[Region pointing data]
%%

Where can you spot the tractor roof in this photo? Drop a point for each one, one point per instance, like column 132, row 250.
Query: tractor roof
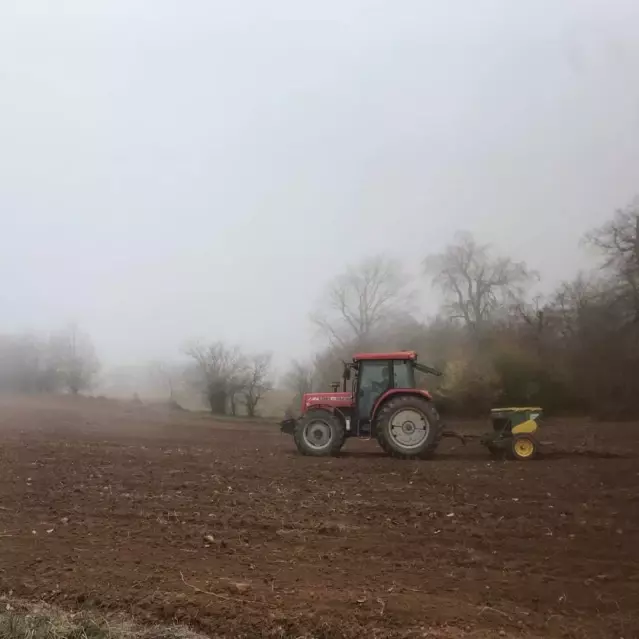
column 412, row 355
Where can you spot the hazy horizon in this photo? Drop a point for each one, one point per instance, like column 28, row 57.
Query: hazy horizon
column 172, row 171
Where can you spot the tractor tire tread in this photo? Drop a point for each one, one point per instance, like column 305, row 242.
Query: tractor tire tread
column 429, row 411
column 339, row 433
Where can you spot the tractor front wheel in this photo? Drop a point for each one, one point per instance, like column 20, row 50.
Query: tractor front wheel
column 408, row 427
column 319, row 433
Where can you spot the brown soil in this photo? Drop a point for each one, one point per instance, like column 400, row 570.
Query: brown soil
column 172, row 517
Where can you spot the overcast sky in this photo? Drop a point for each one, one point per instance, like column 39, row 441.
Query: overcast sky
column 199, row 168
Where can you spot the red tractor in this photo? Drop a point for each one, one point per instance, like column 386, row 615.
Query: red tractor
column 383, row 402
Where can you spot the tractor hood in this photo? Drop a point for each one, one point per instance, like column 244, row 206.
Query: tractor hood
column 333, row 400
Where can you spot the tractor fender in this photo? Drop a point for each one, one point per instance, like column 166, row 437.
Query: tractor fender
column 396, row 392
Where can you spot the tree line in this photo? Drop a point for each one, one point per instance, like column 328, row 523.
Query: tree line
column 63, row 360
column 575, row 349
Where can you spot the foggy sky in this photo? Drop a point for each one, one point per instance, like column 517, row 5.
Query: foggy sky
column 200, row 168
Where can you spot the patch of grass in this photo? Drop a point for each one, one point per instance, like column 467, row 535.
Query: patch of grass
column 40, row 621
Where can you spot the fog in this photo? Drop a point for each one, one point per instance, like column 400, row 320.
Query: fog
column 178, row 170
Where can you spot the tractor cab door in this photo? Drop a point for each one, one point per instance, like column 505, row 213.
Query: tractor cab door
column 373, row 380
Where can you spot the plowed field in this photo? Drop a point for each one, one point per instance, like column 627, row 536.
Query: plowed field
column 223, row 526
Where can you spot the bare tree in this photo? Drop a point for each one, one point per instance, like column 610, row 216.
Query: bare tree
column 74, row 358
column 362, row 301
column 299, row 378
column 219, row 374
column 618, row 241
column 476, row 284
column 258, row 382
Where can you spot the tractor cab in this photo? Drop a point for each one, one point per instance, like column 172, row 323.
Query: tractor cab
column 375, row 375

%%

▸ **YOUR OBJECTIVE**
Up to and including the last line above, starting with the line that contains "Where can you spot the tractor cab door", return each line exactly and nothing else.

▸ **WRITTEN RESPONSE**
Where can you spot the tractor cab door in this photo? Drop a point for each one, one point per instance, like column 505, row 213.
Query: tractor cab door
column 373, row 380
Where can you spot the plowed field in this photo? Drop a point for each one, one point per instance, like column 627, row 536.
Query: plowed field
column 223, row 526
Where can you spot the bare tree in this photo? Drop a point for each one, one point per instance, like column 610, row 216.
Query: bare tree
column 74, row 358
column 362, row 301
column 299, row 378
column 219, row 374
column 618, row 241
column 476, row 284
column 258, row 382
Where can you spot the tractor cab in this photo? Drop a point for each one, one point per instance, like column 172, row 323.
Query: tractor cab
column 375, row 375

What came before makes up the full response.